┌─ Extracted records
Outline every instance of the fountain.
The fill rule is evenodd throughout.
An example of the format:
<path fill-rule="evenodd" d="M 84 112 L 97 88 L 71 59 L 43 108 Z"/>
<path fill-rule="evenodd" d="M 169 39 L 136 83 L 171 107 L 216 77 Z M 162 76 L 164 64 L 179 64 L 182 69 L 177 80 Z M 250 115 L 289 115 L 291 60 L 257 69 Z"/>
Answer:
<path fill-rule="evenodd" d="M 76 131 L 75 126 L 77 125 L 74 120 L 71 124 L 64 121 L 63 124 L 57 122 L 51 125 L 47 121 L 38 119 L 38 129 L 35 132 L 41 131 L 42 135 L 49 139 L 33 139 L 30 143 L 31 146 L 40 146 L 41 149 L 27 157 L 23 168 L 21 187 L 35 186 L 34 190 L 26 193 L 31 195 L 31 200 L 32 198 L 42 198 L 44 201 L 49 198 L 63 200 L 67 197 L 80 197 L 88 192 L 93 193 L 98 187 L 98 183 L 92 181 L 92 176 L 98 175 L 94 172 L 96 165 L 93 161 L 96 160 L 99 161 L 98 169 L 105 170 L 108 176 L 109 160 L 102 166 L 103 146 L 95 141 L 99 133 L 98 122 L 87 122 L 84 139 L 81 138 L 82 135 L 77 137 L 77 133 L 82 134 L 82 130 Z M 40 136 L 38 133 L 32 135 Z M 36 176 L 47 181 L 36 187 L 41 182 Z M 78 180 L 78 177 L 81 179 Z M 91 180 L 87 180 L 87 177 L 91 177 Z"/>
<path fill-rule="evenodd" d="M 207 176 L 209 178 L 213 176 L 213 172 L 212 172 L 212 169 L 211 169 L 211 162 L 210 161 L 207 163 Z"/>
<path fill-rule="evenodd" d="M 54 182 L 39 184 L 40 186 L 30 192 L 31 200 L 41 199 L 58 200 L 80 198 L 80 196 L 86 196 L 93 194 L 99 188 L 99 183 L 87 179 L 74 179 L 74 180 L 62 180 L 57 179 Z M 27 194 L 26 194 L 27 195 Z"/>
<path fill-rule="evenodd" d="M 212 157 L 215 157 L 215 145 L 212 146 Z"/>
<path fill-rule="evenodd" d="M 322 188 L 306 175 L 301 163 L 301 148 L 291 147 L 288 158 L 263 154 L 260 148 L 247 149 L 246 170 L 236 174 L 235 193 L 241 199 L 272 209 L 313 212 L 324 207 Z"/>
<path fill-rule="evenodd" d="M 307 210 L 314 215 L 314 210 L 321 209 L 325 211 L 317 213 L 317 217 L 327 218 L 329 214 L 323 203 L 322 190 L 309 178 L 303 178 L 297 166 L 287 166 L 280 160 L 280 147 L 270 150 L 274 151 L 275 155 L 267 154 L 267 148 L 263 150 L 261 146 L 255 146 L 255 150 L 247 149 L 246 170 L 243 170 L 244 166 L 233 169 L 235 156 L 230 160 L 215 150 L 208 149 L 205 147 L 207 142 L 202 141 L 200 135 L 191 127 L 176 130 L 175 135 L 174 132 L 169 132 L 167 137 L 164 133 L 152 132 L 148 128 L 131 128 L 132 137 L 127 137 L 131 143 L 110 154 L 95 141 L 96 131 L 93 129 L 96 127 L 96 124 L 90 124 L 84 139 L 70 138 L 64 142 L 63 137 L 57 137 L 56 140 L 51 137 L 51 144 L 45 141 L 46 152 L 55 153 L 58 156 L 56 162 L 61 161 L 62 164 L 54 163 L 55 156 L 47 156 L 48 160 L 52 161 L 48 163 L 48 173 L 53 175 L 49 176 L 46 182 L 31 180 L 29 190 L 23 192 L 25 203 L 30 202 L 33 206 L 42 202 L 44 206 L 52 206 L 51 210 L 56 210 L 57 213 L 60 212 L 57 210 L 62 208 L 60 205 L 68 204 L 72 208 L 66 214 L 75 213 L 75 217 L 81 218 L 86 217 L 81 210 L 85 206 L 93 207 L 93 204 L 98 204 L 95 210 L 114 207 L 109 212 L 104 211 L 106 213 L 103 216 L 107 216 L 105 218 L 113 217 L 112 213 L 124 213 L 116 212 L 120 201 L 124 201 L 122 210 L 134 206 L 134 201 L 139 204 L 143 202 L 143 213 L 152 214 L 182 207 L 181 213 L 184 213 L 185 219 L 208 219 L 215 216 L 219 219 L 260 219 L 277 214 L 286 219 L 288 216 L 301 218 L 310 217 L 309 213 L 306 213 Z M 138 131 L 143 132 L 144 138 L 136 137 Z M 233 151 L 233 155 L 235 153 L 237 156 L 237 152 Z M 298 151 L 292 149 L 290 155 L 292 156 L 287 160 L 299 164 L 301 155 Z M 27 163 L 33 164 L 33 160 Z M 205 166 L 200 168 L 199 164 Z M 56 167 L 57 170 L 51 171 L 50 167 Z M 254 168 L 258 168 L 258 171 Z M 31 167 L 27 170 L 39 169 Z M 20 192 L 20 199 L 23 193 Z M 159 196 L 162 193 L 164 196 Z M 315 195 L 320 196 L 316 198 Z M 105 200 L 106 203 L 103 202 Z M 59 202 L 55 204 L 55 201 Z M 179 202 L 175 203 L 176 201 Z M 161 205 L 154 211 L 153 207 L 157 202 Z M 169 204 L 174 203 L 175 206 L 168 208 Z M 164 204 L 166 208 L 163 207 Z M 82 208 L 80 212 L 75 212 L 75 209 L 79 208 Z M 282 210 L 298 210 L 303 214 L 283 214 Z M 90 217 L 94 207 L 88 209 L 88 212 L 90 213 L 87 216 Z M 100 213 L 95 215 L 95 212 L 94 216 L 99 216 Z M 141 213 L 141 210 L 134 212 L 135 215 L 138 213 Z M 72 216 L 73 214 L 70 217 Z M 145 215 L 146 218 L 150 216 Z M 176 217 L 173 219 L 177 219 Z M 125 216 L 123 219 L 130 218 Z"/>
└─
Assignment - Give back exactly the lines above, from the line containing "An example of" through the line containing "169 39 L 136", with both end lines and nothing more.

Task response -
An example of the format:
<path fill-rule="evenodd" d="M 84 112 L 97 88 L 71 59 L 43 108 Z"/>
<path fill-rule="evenodd" d="M 169 39 L 136 83 L 171 107 L 216 77 Z M 162 76 L 164 64 L 179 64 L 182 69 L 177 80 Z M 250 115 L 289 115 L 291 60 L 257 69 Z"/>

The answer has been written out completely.